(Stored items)

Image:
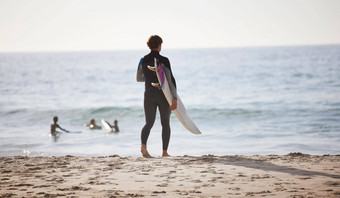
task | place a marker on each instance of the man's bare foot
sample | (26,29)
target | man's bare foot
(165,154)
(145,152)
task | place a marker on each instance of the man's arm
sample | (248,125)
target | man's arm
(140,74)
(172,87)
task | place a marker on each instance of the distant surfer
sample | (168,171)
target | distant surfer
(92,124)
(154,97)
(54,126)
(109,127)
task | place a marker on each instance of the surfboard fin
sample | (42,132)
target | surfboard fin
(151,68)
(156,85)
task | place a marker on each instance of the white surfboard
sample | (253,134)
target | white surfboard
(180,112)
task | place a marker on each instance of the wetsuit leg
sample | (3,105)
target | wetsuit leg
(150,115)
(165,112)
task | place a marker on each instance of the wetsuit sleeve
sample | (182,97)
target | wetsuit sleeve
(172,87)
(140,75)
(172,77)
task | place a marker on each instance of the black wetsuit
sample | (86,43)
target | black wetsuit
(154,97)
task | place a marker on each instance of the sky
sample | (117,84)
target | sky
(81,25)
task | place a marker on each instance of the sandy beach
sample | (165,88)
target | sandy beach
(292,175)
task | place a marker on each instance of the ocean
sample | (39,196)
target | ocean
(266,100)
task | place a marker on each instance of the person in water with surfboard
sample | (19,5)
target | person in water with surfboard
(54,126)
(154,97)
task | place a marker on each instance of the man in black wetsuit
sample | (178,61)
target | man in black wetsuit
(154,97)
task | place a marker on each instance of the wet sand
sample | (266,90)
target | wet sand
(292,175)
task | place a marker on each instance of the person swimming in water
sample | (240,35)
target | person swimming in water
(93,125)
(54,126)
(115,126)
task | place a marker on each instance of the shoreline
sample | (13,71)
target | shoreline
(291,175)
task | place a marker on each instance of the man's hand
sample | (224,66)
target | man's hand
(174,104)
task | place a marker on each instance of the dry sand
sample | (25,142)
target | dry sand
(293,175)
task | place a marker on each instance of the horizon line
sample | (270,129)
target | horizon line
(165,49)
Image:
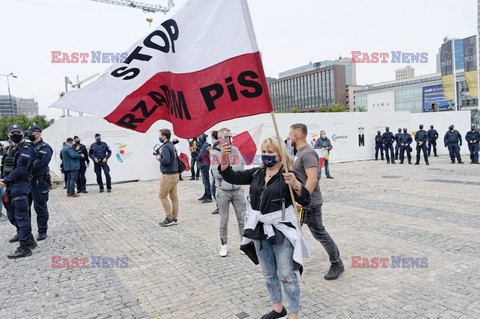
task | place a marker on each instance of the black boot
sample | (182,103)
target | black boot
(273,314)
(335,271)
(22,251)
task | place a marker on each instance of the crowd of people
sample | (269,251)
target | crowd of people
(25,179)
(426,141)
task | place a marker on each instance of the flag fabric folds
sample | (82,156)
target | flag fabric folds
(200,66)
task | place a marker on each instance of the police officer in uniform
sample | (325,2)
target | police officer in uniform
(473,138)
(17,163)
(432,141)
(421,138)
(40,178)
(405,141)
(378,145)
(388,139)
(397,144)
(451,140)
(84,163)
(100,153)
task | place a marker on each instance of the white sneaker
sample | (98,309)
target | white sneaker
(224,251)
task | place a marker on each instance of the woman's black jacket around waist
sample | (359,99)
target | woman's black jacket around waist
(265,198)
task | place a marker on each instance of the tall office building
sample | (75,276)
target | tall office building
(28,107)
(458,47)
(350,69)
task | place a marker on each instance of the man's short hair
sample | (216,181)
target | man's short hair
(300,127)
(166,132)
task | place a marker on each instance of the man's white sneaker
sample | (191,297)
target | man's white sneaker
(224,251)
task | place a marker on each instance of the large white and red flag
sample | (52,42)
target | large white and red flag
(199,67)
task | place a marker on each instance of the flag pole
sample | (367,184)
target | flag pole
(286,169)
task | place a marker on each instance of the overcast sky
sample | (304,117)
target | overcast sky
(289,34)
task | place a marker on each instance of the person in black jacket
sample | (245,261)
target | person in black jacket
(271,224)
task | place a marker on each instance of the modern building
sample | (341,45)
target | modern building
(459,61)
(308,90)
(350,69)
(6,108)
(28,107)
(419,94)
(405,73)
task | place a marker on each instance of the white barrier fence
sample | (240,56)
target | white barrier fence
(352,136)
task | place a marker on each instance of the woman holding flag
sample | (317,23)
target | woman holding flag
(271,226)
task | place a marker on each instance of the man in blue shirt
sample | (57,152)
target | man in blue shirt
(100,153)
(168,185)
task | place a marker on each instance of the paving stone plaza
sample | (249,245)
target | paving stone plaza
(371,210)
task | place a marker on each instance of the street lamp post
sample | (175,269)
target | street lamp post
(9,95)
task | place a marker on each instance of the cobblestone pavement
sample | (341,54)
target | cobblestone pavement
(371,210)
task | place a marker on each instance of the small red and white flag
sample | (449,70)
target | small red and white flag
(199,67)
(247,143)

**What you will do:** Reproduce only the lines running from the one that contains "task | place a marker on each instance of the modern" to the last line of the records.

**Solved exercise:**
task | place a marker on each instance of the modern building
sample | (341,45)
target | modern building
(459,61)
(308,90)
(350,69)
(6,108)
(28,107)
(419,94)
(405,73)
task | place a marker on each instance of the white barrier fence
sample | (240,56)
target | white barrier fence
(352,136)
task | place a marker on each instance of the woman holding flag
sample | (317,23)
target | woman holding flag
(271,226)
task | place a marker on each instance of the man in blue shirt
sample | (57,152)
target | man in blue shirt
(100,153)
(168,185)
task | place a marker on each instance of the paving stone plaza
sample | (249,245)
target | paving stone plaza
(371,210)
task | place a marker on each instance of the street lamp post
sample | (175,269)
target | street lamp post
(9,95)
task | place a marker on each instance of the cobblestone pavement
sample | (341,54)
target | cobblestone pavement
(371,210)
task | place a marker on each instance of the small red and white flag
sample | (449,70)
target | small red and white flag
(199,67)
(247,143)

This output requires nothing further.